──────── PASSAGE

GST-GTPases (75 pmol) were stripped of nucleotides by incubating them for 10 min at room temperature in binding buffer (20 mM Tris-HCl [pH 7.5], 100 mM NaCl, 2.5 ng of bovine serum albumin per ml, 10 mM EDTA, 0.1% Triton X-100, 1 mM dithiothreitol, 10% glycerol) supplemented with a cocktail of protease inhibitors (Cømplete; Roche Molecular Biochemicals). After these incubations, the buffer was supplemented with 50 mM MgCl2 plus either GDP (450 μM), GTP (450 μM), or no nucleotides and then incubated 30 min longer. At this moment, 30 μl of glutathione beads (Pharmacia/LKB) and either the Vav-3 proteins (55 pmol) or the Dbl-containing Sf9 lysates (50 μl) were added to the GTPase solutions. After an incubation of 3 h at 4°C, the beads were washed three times with binding buffer plus 50 mM MgCl2, boiled in the presence of sodium dodecyl sulfate-polyacrylamide gel electrophoresis (SDS-PAGE) sample buffer, and analyzed by immunoblot.
Jurkat cells were cultured in RPMI medium supplemented with 10% fetal calf serum (HyClone) and antibiotics. For stimulation, exponentially growing cell cultures were harvested, washed once with RPMI and resuspended in RPMI at 25 × 106 cell · ml−1. Cells were stimulated with 10 μg of anti-CD3 antibodies (Dako) per ml for the indicated periods of time. After stimulation, cells were lysed by the addition of 5× lysis buffer (50 mM Tris-HCl [pH 8.0], 5% Triton X-100, 750 mM NaCl) supplemented with 50 mM sodium fluoride, 0.5 mM sodium orthovanadate and protease inhibitors (Cømplete). In the case of COS-1 cells, transfected cells were cultured for 48 h in 10-cm plates and then starved in serum-free Dulbecco modified Eagle medium overnight. Cells were then either left unstimulated or stimulated for the indicated periods of time with EGF (0.25 μg · ml−1) and disrupted in 1 ml of 1× lysis buffer. Cell lysates were centrifuged for 30 min at 11,000 × g and supernatants were immunoprecipitated by using the appropriate antibodies. Immunoprecipitation and immunoblot analysis were performed as previously described (3). Focus formation, transient-transfection, and immunofluorescence techniques were performed as indicated earlier (23).
To look for new members of this protein family, we searched GenBank databases with small stretches of the primary structure of Vav and Vav-2 to identify any possible Vav-related sequences present in available expressed sequence tag (EST) libraries. This search yielded one EST cDNA clone (GenBank entry R56753) that was found to encode half of an SH2 domain and a complete SH3 domain, both of them highly homologous to the corresponding domains of Vav and Vav-2. High homology was also found in the linker region connecting the SH2 domain and the most C-terminal SH3 region of the known Vav proteins, further suggesting that this EST clone encoded a new member of the Vav family rather than an unrelated SH2-SH3 protein. We then cloned the full-length cDNA of this protein with a combination of standard cDNA library screening and RACE techniques (see Materials and Methods) (Fig. (Fig.1).1). Sequence analysis of this cDNA (accession number [AN] AF118887) confirmed that it encoded a novel 847-amino-acid polypeptide (97.8 kDa, pI 6.65) with overall sequence similarities of 69.4 and 66.1% with the human Vav and Vav-2 proteins, respectively. This new Vav family member was designated Vav-3.

────────────────

## EXERCISE REQUIREMENTS
[1] In the Vav-3 passage, how long is the novel polypeptide encoded by the full-length cDNA?
[2] Write the next few sentences of the Vav-3 passage, picking up after its final sentence.

──────── INFORMATION SUPPLIED

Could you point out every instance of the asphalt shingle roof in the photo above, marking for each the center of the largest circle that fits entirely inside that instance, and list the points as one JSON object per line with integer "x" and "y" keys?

────────────────
──────── INFORMATION SUPPLIED

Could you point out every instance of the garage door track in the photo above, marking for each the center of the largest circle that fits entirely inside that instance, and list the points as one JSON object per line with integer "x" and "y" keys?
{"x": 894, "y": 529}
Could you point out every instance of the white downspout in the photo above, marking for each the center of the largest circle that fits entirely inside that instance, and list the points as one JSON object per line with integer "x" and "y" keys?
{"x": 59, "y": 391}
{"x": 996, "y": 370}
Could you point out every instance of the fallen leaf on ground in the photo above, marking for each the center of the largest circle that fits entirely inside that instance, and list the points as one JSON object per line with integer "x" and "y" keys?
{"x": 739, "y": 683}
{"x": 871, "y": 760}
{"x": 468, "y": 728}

────────────────

## RESULTS FOR EACH TASK
[1] 847 amino acids

[2]
During the final characterization of our VAV-3 gene product, another VAV-3 sequence was posted in the GenBank (AN AF067817). This VAV-3 cDNA clone encodes a protein with two amino acid changes when compared to our cDNA isolate, one change being located in the CH domain (K107E) and the other in the DH region (T298S). The lysine at position 107 present in our cDNA isolate is conserved in Vav and Vav-2 proteins. Instead, the residues located at position 298 are more variable in Vav family members. Minor discrepancies are also observed between both isolates in the 3′ noncoding region (19). It is plausible that those sequence discrepancies could represent allelic variations of the human VAV-3 gene. In addition to those cDNAs, at least 11 human and 1 mouse (AN AA517102) EST clones containing fragments of the 3′ end of the VAV-3 cDNA were also found in gene databases.
In addition to this full-length protein, the screening of cDNA libraries by both PCR and probe hybridization frequently rendered additional cDNAs with a different 5′ end (AN AF118886) (Fig. (Fig.1A;1A; see also Materials and Methods). All those cDNAs encode a truncated protein (referred to hereafter as Vav-3β) in which the first 107 amino acid residues of Vav-3 are replaced by a shorter open reading frame of 13 residues (Fig. (Fig.1A).1A). However, we have found no evidence for the expression of this putative Vav-3 isoform in vivo, suggesting that this alternative form probably represents an incomplete spliced form of the VAV-3 hnRNA present in some commercial cDNA libraries.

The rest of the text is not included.